• _What you need to do_
Transcribe all of the material exactly, except for its pictures.

(Pointing records)

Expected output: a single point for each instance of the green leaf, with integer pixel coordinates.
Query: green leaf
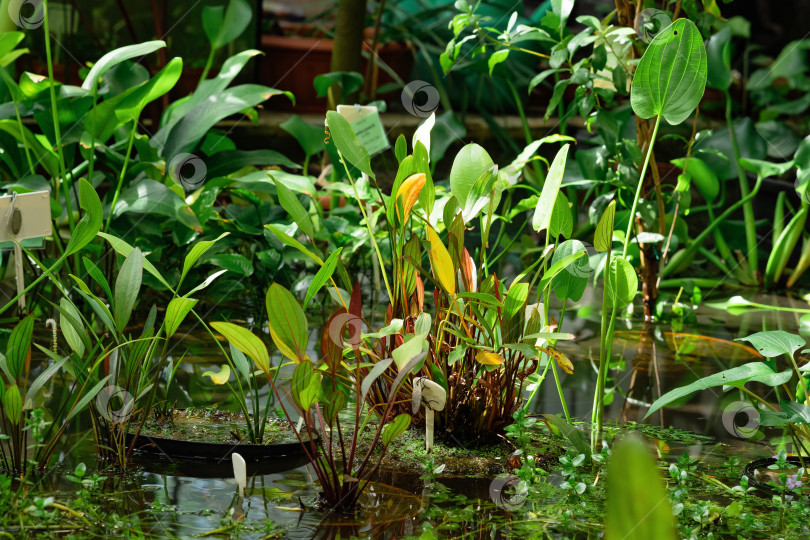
(671, 76)
(18, 346)
(470, 164)
(346, 142)
(496, 58)
(515, 300)
(43, 154)
(234, 262)
(127, 287)
(288, 240)
(603, 237)
(41, 380)
(765, 169)
(88, 227)
(304, 386)
(571, 283)
(796, 413)
(245, 341)
(409, 350)
(309, 136)
(130, 108)
(551, 187)
(395, 428)
(151, 197)
(287, 322)
(378, 369)
(349, 81)
(190, 130)
(240, 362)
(783, 247)
(12, 403)
(322, 276)
(571, 433)
(197, 251)
(293, 206)
(775, 343)
(225, 25)
(205, 89)
(718, 52)
(737, 377)
(401, 148)
(561, 223)
(638, 507)
(114, 58)
(558, 267)
(332, 406)
(123, 248)
(80, 405)
(226, 162)
(72, 328)
(622, 282)
(221, 377)
(176, 312)
(97, 276)
(701, 175)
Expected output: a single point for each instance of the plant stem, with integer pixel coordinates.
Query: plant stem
(638, 189)
(748, 208)
(55, 116)
(121, 176)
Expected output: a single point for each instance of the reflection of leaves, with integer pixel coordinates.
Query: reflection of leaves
(221, 377)
(796, 413)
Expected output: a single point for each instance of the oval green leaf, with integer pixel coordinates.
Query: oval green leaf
(671, 76)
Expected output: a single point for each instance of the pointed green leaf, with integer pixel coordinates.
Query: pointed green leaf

• _Solution to this task_
Expected output: a single point for each instance of the green leaf, with integer pixel coordinates.
Query: green leaf
(671, 76)
(18, 346)
(470, 164)
(346, 142)
(496, 58)
(515, 300)
(43, 154)
(234, 262)
(127, 287)
(288, 240)
(603, 237)
(41, 380)
(765, 169)
(88, 227)
(304, 386)
(571, 283)
(796, 413)
(245, 341)
(409, 350)
(309, 136)
(130, 108)
(551, 187)
(395, 428)
(151, 197)
(287, 322)
(378, 369)
(349, 81)
(190, 130)
(240, 362)
(783, 247)
(12, 403)
(322, 276)
(571, 433)
(197, 251)
(293, 206)
(775, 343)
(225, 25)
(205, 89)
(718, 52)
(737, 377)
(401, 148)
(561, 223)
(638, 507)
(114, 58)
(558, 267)
(332, 406)
(123, 248)
(80, 405)
(226, 162)
(72, 328)
(622, 282)
(221, 377)
(176, 312)
(97, 276)
(701, 175)
Expected output: a single point for each instance of the plant stem, with integer pixel coordinates.
Query: plant stem
(638, 189)
(748, 208)
(55, 116)
(121, 176)
Expected output: a single point for each instance of the reflection of leaves, with integer pixel coordinates.
Query: reflection of leaves
(221, 377)
(796, 413)
Expected output: a single point for each instance of the oval green leaf, with integer pixel coordinates.
Query: oval green leaf
(671, 76)
Expected output: a single point for each instance of the pointed green leaf, with integer pixel coordinates.
Query: pointed green leaf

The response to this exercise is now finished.